EXERCISE PROMPT: Reproduce every line of the material below verbatim, omitting the images from your output.

Bounding-box records:
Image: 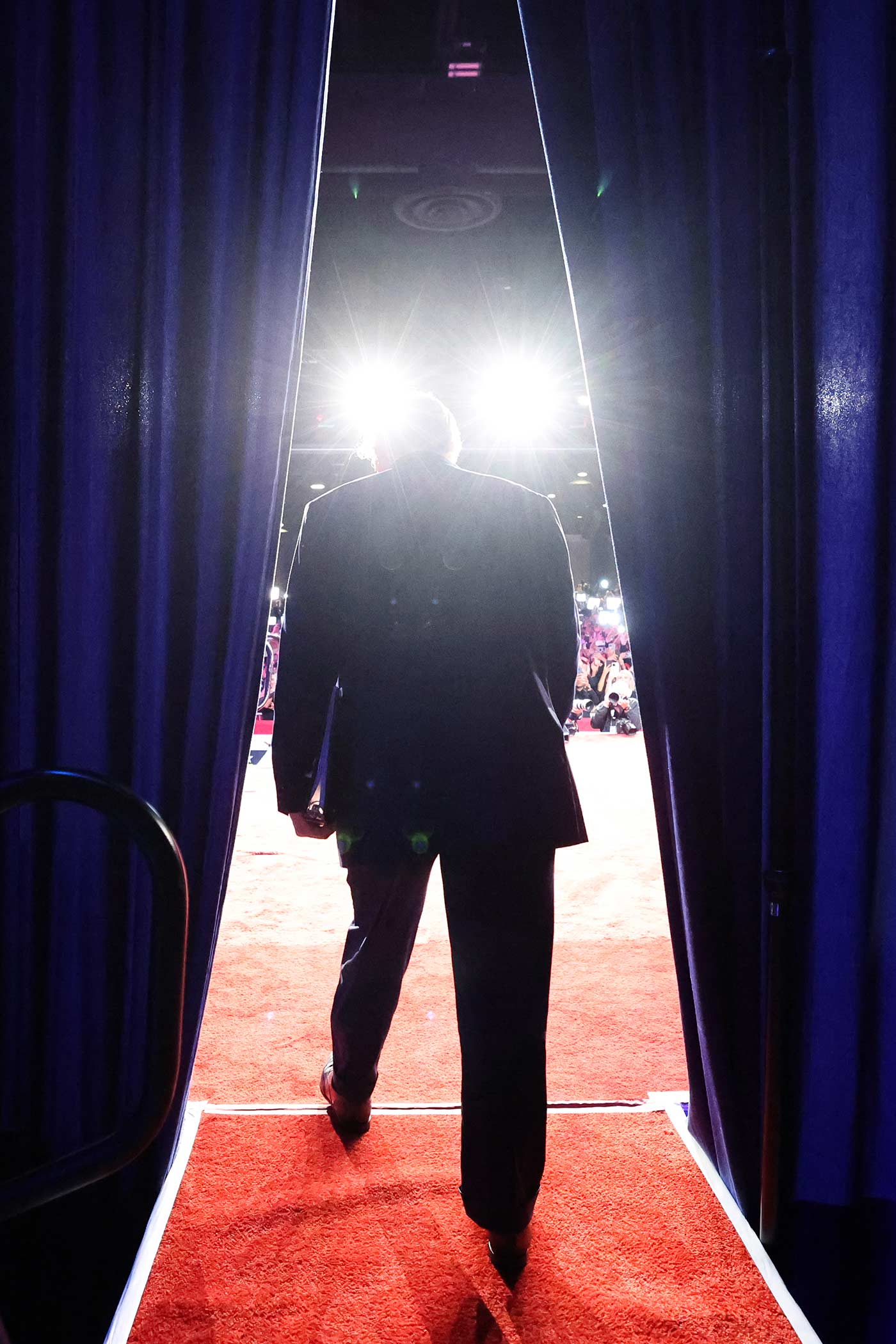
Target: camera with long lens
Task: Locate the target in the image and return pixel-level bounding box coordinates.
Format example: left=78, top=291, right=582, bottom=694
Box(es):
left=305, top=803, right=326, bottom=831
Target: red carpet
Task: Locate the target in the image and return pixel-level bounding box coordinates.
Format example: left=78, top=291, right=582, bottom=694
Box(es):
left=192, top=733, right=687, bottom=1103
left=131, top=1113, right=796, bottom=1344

TASK ANSWER:
Image: 
Target: camera with long lens
Task: Locate the target in the image and return pixel-level bounding box coordinates.
Format example: left=78, top=291, right=582, bottom=694
Box(es):
left=305, top=803, right=326, bottom=831
Target: red carpet
Task: Locate the target in the image and return pixel-level bounding box coordinates.
Format example: left=78, top=291, right=582, bottom=694
Box(es):
left=192, top=733, right=687, bottom=1103
left=131, top=1113, right=796, bottom=1344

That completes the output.